(Source data)

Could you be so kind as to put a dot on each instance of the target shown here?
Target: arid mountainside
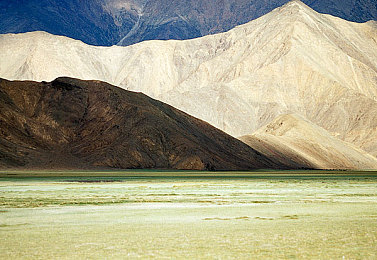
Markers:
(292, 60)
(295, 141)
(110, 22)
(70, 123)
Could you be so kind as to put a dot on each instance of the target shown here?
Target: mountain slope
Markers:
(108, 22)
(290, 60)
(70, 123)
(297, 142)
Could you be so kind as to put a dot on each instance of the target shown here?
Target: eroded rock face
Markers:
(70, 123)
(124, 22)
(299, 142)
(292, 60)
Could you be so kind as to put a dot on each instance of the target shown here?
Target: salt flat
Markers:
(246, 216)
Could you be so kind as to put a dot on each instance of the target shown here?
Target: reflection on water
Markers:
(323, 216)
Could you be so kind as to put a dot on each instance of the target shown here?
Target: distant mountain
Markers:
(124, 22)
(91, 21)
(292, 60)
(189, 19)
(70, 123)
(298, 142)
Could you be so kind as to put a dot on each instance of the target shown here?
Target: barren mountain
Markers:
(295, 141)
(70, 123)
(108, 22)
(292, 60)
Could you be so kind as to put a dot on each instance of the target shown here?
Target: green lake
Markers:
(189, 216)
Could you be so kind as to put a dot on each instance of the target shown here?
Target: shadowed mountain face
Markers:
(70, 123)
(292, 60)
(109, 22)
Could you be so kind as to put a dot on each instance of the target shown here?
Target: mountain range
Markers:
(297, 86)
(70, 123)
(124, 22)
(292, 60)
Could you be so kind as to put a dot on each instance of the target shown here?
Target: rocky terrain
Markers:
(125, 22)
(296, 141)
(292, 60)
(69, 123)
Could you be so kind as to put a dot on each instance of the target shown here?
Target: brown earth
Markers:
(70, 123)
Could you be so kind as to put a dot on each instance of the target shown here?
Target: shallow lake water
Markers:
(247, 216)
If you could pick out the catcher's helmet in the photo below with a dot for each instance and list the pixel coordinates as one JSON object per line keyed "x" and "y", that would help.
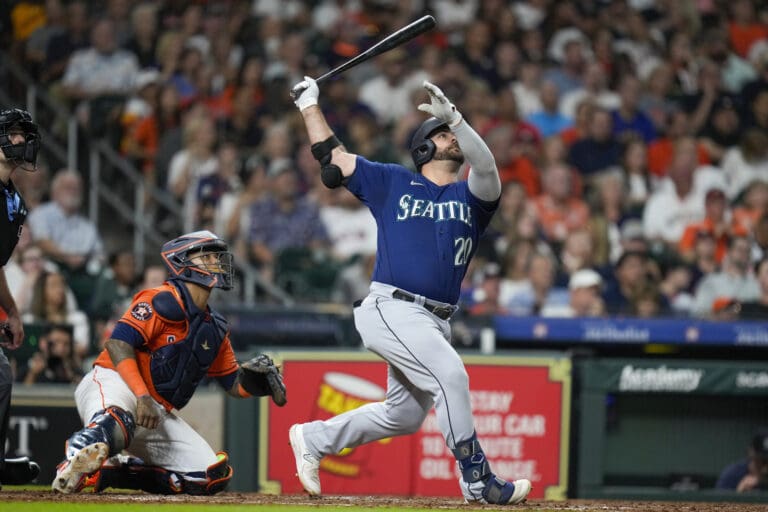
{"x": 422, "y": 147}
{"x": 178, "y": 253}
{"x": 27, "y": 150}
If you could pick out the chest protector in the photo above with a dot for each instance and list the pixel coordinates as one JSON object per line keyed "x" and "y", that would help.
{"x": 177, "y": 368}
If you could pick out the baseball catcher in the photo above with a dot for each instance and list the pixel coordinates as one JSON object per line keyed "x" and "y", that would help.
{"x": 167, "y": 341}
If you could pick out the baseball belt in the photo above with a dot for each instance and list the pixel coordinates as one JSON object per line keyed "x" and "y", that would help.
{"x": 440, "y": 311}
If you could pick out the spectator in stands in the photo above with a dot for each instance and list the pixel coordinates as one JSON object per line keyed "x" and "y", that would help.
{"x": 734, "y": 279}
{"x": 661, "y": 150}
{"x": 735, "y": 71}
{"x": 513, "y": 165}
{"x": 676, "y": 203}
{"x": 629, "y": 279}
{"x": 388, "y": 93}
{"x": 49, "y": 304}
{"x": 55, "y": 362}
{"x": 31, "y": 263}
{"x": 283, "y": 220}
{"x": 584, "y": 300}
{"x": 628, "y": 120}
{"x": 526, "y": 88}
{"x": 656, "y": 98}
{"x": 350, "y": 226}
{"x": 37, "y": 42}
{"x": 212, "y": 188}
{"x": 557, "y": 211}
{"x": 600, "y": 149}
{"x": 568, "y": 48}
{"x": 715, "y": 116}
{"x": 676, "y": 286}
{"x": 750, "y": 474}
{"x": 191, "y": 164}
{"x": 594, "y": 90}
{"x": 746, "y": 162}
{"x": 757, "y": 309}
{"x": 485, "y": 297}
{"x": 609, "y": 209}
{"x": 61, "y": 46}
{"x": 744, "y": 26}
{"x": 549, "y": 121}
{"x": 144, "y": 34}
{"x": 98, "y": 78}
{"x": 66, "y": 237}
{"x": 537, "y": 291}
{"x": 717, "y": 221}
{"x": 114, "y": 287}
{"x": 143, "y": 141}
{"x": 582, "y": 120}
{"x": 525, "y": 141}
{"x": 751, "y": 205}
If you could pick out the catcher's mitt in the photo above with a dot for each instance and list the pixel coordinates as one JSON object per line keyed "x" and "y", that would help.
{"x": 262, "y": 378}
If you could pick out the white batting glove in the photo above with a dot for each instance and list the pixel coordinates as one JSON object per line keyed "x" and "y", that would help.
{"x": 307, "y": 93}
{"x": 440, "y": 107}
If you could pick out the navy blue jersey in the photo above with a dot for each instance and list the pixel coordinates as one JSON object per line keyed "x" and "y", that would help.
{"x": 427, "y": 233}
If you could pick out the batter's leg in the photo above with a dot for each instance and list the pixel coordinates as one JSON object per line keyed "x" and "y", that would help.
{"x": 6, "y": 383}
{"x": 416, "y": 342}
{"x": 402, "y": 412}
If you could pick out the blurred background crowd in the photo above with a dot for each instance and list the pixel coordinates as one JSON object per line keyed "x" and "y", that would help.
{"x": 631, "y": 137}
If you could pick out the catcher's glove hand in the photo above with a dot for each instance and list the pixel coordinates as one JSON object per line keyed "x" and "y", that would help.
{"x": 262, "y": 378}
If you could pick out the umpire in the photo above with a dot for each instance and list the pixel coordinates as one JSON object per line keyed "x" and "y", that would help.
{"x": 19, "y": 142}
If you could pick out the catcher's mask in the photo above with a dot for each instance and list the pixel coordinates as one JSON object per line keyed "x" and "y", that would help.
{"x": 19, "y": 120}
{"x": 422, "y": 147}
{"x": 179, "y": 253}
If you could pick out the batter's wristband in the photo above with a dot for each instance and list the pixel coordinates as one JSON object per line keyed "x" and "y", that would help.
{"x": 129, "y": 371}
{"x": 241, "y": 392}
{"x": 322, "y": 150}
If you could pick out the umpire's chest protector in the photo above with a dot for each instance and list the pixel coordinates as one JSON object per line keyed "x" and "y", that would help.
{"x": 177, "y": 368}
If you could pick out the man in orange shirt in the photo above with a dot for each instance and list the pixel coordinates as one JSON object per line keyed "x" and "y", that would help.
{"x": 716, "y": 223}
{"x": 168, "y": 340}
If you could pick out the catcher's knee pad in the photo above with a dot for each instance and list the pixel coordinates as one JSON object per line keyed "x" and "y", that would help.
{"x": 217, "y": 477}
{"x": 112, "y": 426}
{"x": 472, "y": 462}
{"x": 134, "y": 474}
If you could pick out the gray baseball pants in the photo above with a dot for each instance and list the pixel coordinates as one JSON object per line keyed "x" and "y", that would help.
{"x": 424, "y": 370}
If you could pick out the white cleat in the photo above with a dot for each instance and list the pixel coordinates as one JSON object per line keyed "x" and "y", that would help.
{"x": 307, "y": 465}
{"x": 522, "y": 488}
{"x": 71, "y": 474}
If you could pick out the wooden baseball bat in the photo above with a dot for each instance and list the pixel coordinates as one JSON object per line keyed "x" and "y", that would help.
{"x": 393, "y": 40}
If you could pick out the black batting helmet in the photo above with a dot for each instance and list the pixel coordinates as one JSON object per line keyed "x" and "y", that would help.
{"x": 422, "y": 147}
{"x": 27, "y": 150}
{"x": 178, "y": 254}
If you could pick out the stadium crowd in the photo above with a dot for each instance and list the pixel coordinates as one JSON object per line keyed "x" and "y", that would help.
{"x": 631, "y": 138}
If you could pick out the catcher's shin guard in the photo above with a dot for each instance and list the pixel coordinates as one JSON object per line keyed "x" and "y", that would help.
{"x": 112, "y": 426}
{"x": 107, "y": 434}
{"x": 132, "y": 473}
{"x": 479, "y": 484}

__Directions__: Reproduce every line of the source data above word for word, leaving the pictures out.

__Task answer__:
Could you be so kind as to put a dot on each instance of the target shown here?
Target: arid mountainside
Markers:
(292, 60)
(295, 141)
(110, 22)
(70, 123)
Could you be so kind as to put a dot on each instance of the target shown here?
Target: mountain slope
Markers:
(108, 22)
(290, 60)
(70, 123)
(297, 142)
Could you be so kind as to put a dot on each instance of the target shown here?
Target: eroded rock face
Markers:
(70, 123)
(124, 22)
(299, 142)
(292, 60)
Could you be so kind as to put a dot on each instance of the target shown here?
Target: salt flat
Markers:
(246, 216)
Could you be so kind as to put a dot on each instance of the target shown here?
Target: reflection on water
Markers:
(323, 216)
Could you be so kind as to put a dot on each instance of the target shown here?
Target: distant mountain
Markers:
(124, 22)
(91, 21)
(292, 60)
(189, 19)
(70, 123)
(298, 142)
Could you be so kind as to put a dot on each instance of the target shown here?
Target: barren mountain
Markers:
(295, 141)
(70, 123)
(108, 22)
(292, 60)
Could you be so kind as to put a dot on each instance of the target shown here?
Target: green lake
Markers:
(189, 216)
Could you be so kind as to put a dot on each instance of the target shown here?
Target: shadowed mountain face
Markers:
(70, 123)
(292, 60)
(109, 22)
Could you be so kind as to put a dot on each instance of the target shown here?
Target: mountain range
Markers:
(297, 86)
(70, 123)
(124, 22)
(292, 60)
Could you be so kind as to put a dot on each instance of the target shown here?
Target: rocky terrain
Markers:
(125, 22)
(296, 141)
(292, 60)
(69, 123)
Could you be so kind as to put a dot on each instance of the target shown here?
Target: brown earth
Markers:
(70, 123)
Could you be so kind as to put a dot on each instance of the target shown here?
Target: shallow lake water
Markers:
(247, 216)
If you could pick out the catcher's helmet in the photo below with a dot for each instance and list the pixel coordinates as one JSON object per line keyed "x" and "y", that would help.
{"x": 422, "y": 147}
{"x": 178, "y": 253}
{"x": 27, "y": 150}
If you could pick out the chest protector in the photo above with a dot for each instance and list the pixel coordinates as one JSON object per line keyed "x" and "y", that would help.
{"x": 177, "y": 368}
If you could pick out the baseball catcher in the photo above with a dot for each instance and list the pixel coordinates as one JSON object per line keyed "x" and "y", that would help.
{"x": 167, "y": 341}
If you could pick out the baseball belt in the photo above with a dot for each instance and list the pixel coordinates as one JSON object per line keyed "x" and "y", that would help.
{"x": 440, "y": 311}
If you could pick out the spectator in stands in the photo above with a dot for each instance and list the pixel coordinates as one JSON object per line keyed "x" and "y", that would help.
{"x": 734, "y": 279}
{"x": 661, "y": 150}
{"x": 735, "y": 71}
{"x": 513, "y": 165}
{"x": 676, "y": 203}
{"x": 629, "y": 279}
{"x": 388, "y": 93}
{"x": 49, "y": 304}
{"x": 55, "y": 362}
{"x": 31, "y": 263}
{"x": 283, "y": 220}
{"x": 584, "y": 300}
{"x": 628, "y": 120}
{"x": 526, "y": 88}
{"x": 656, "y": 98}
{"x": 350, "y": 226}
{"x": 37, "y": 42}
{"x": 212, "y": 188}
{"x": 557, "y": 211}
{"x": 600, "y": 149}
{"x": 568, "y": 48}
{"x": 715, "y": 116}
{"x": 676, "y": 286}
{"x": 750, "y": 474}
{"x": 191, "y": 164}
{"x": 594, "y": 90}
{"x": 746, "y": 162}
{"x": 757, "y": 309}
{"x": 485, "y": 297}
{"x": 609, "y": 209}
{"x": 61, "y": 46}
{"x": 744, "y": 26}
{"x": 549, "y": 121}
{"x": 144, "y": 34}
{"x": 98, "y": 78}
{"x": 66, "y": 237}
{"x": 537, "y": 291}
{"x": 717, "y": 221}
{"x": 114, "y": 287}
{"x": 143, "y": 141}
{"x": 582, "y": 120}
{"x": 525, "y": 141}
{"x": 751, "y": 205}
If you could pick out the catcher's mitt in the photo above with a dot for each instance and list the pixel coordinates as one JSON object per line keyed "x" and "y", that would help.
{"x": 262, "y": 378}
If you could pick out the white batting glove in the photo above with a dot for each instance and list the pixel coordinates as one JSON object per line keyed "x" and "y", that would help.
{"x": 307, "y": 93}
{"x": 440, "y": 107}
If you could pick out the navy blue jersey in the photo above with a dot for each instance and list the pixel coordinates as one JSON object per line keyed "x" and "y", that would help.
{"x": 427, "y": 233}
If you could pick out the batter's leg in the photo above with a dot for each instance and list the pixel coordinates as one JSON object per line keyed "x" and "y", that would help.
{"x": 6, "y": 383}
{"x": 416, "y": 342}
{"x": 402, "y": 412}
If you could pick out the blurred background crowd in the photo above with a dot for each instance and list the pixel coordinates as one JSON object per line keyed "x" and "y", that would help.
{"x": 631, "y": 137}
If you could pick out the catcher's glove hand in the photo above with a dot for each instance and list the pixel coordinates as one JSON object per line keyed "x" and "y", that would help.
{"x": 262, "y": 378}
If you could pick out the umpire in the photo above with a dot for each instance and list the pixel coordinates as one JSON object per line keyed "x" and "y", that would help.
{"x": 19, "y": 142}
If you could pick out the catcher's mask in the photo above with a dot for each instance and list the pixel coordinates as one JSON object per line keyed "x" and "y", that would help.
{"x": 19, "y": 120}
{"x": 422, "y": 147}
{"x": 179, "y": 253}
If you could pick out the batter's wristband in the photo above with a dot for each instance and list the pixel coordinates as one JSON object per line keyed "x" and "y", that would help.
{"x": 129, "y": 371}
{"x": 241, "y": 392}
{"x": 322, "y": 150}
If you could pick out the umpire's chest protector in the photo above with a dot for each instance and list the pixel coordinates as one JSON object per line keyed "x" and "y", that would help.
{"x": 177, "y": 368}
If you could pick out the man in orange shirt in the photo above with a dot for each instance and list the pixel coordinates as one JSON object per line keyed "x" and "y", that would help.
{"x": 716, "y": 223}
{"x": 168, "y": 340}
If you could pick out the catcher's knee pad in the photo above with a dot for each instance and list the pixel coordinates as one JSON object per line keyed "x" and "y", that would help.
{"x": 217, "y": 477}
{"x": 112, "y": 426}
{"x": 472, "y": 462}
{"x": 134, "y": 474}
If you could pick out the gray baseball pants in the photo above with a dot for each instance and list the pixel coordinates as one JSON object per line keyed "x" and "y", that would help.
{"x": 424, "y": 370}
If you could pick out the white cleat in the photo above with a dot for each instance and list the pixel coordinates as one JSON object per line keyed "x" and "y", that would help.
{"x": 307, "y": 465}
{"x": 522, "y": 488}
{"x": 71, "y": 474}
If you could pick out the wooden baseball bat in the photo above with a dot for each instance and list the pixel coordinates as one JSON object per line keyed "x" and "y", that would help.
{"x": 393, "y": 40}
If you could pick out the black batting helmet in the photo above with a dot for each instance and list the pixel coordinates as one JSON object per line keyed "x" and "y", that would help.
{"x": 422, "y": 147}
{"x": 27, "y": 150}
{"x": 178, "y": 254}
If you could pick out the stadium crowd in the photo above with a dot for each instance and list the pixel coordinates as one JSON object per line keyed "x" and "y", that would help.
{"x": 631, "y": 138}
If you could pick out the catcher's shin guard in the photo above with a dot for each instance and list the pixel coordinates as one JSON object per line keyed "x" and "y", that would help.
{"x": 112, "y": 426}
{"x": 107, "y": 434}
{"x": 132, "y": 473}
{"x": 479, "y": 484}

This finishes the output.